*Exercise inputs*.

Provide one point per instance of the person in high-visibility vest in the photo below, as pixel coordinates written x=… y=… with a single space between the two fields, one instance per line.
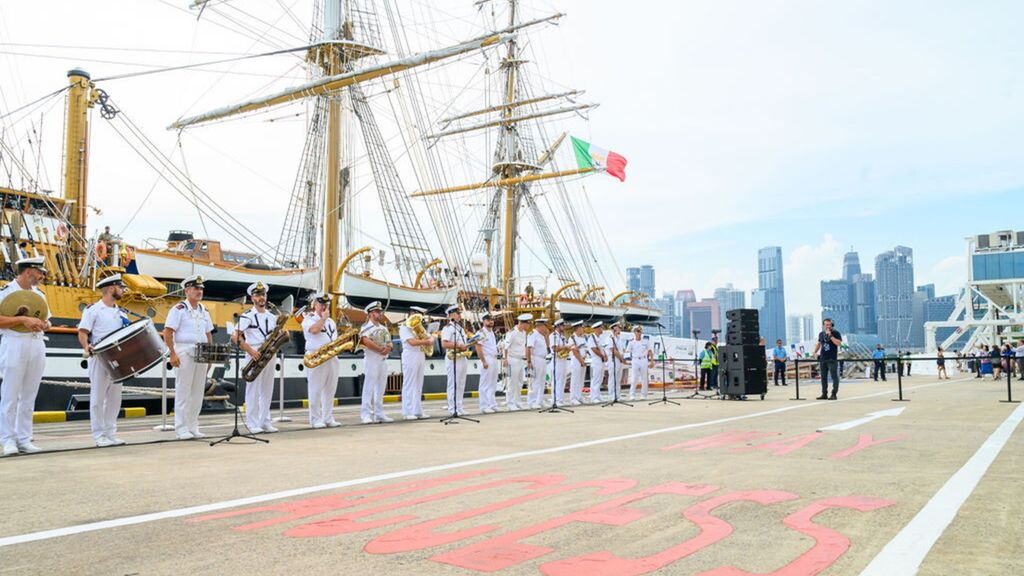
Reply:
x=708 y=360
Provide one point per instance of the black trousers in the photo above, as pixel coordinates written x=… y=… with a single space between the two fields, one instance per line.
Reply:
x=829 y=367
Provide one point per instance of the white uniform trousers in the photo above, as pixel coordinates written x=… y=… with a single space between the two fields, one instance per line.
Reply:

*What is asked*.
Convert each line of the items above into a Markdown table with the columns Row and Text, numbering the rows and skipping blank lines. Leave the pictures out of the table.

*Answer to this task*.
| Row | Text |
|---|---|
| 1 | Provide one point per instance of the person in high-visibility vest in the photo below, as pixel coordinates written x=… y=… with a single space between the two fields, one instance per line. |
| 2 | Reply: |
| 3 | x=708 y=360 |
| 4 | Provide one point per instance of the black trousers in the photo above, as pixel coordinates written x=… y=… with a single space between the two fields, one instance per line. |
| 5 | Reply: |
| 6 | x=829 y=367 |
| 7 | Provide one point per instance of the white uniform trousers in the photo above, as pixel coordinates written x=… y=… with a single space between the two fields, one instance per line. |
| 8 | Reply: |